### Texte fourni:
>>>
Mikel Begona et Inaket – "Le bec des corbeaux"

Depuis quelques années, la bande dessinée ne se cantonne plus uniquement à un rôle transgressif qu’elle a pu avoir dans les années 1970. Elle s’étoffe et diversifie les thèmes et les genres. Cette légitimité culturelle, acquise, lui permet d’appréhender des moments historiques passés et de réactiver des mémoires oubliées.

Le bec des corbeaux en est une illustration. A travers cet ouvrage, Mikel Begonat et Inaket ont voulu réhabiliter le souvenir de deux victimes du franquisme. Francisco Granado et Joaquin Delgado furent deux jeunes anarchistes espagnols « garrottés » par la justice espagnole après une parodie de procès. Les auteurs vont s’inspirer de faits réels pour composer une œuvre laissant libre cours à l’imagination des auteurs. A ce titre, ils sortent des sentiers battus pour emprunter parfois des éléments proche d’un univers fantastique. C’est notamment le cas quand les esprits du Tribunal de l’Inquisition de Logrono, du XVIe siècle, se déploient afin de conseiller Francisco sur une possible trahison. La volonté des auteurs d’établir un parallèle entre les deux formes de justice se matérialise à travers ces personnages irréels. L’iniquité de la justice du moyen-age trouverait ainsi une continuité dans les tribunaux du régime franquiste.

C’est la force du livre : arriver à un mélange des genres, du graphisme à la narration, pour exposer une histoire tragique. Il en va ainsi, par exemple, de l’utilisation des couleurs. Leur choix va dépendre des protagonistes en jeu. Les bourreaux sont dépeints avec une couleur grise, les activistes en jaune clair. Le jeu des couleurs, dans une même planche, densifie la trame du récit. A cette correspondance entre les couleurs et l’action, s’ajoute également l’importance donnée au temps. La narration du récit revient à un météorologue, Mariono Medina, très populaire en Espagne. Outre ses interventions explicitant l’histoire, la météo va être une donnée essentielle dans la construction du récit. La chaleur étouffante de l’été 1963 porte la tension à son paroxysme.
<<<
### Entrées fournies:
>>>
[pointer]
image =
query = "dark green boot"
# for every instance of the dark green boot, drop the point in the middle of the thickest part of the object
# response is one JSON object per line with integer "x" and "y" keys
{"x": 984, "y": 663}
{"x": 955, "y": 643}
<<<
### Consignes à suivre:
1. Répondez aux questions suivantes d'après le texte sur « Le bec des corbeaux ».
(a) Comment s'appellent les deux jeunes anarchistes espagnols dont l'ouvrage veut réhabiliter le souvenir ?
(b) De quelle couleur les bourreaux sont-ils dépeints ?
(c) À qui revient la narration du récit ?
2. Poursuivez le texte sur « Le bec des corbeaux » au-delà de sa dernière phrase.

### Réponses:
1.
(a) Francisco Granado et Joaquin Delgado.
(b) En gris.
(c) À Mariono Medina, un météorologue très populaire en Espagne.

2.
En 1963, le franquisme s’est respectabilisé. Les opposants sont souvent les fils et filles des anciens combattants de la guerre civile. La création de la « Direction Intérieure » lors du Congres de Limoges de 1961 par des groupes libertaires a pour but d’éliminer Franco et d’accélérer le processus démocratique. Pour ce faire, il missionne Francisco Granado de quitter la France et de rejoindre Madrid. Ce dernier est atteint d’une leucémie. Il veut agir avant de mourir. Granado attend un signal qui ne vient pas. A Paris, les responsables décident d’annuler l’opération. Joaquin Delgado est chargé de partir à Madrid avertir Francisco mais les événements se précipitent. Le 29 juillet, deux attentats endommagent des bâtiments officiels ; la confusion est à son comble. Interpellés le 31 juillet, Delgado et Granado avouent sous la torture malgré leur innocence. A travers eux, et la mort du dernier maquisard « Caraquemada » en août de cette même année, le régime franquiste met fin, dans le sang, aux derniers feux libertaires en Espagne. Des années après, dans les années 1990, un journaliste catalan retrouvera la trace des instigateurs des attentats.

Malchance, trahison…les auteurs n’affirment pas un point de vue mais évoquent, à leur façon, toutes les pistes.

Outre l’attrait historique, Le Bec des corbeaux constitue une œuvre savamment travaillée dans la mise en scène de l’intrigue. Les auteurs s’emploient à utiliser de nombreuses allégories comme autant d’énigmes à découvrir pour le lecteur. Un livre à conseiller sans réserve.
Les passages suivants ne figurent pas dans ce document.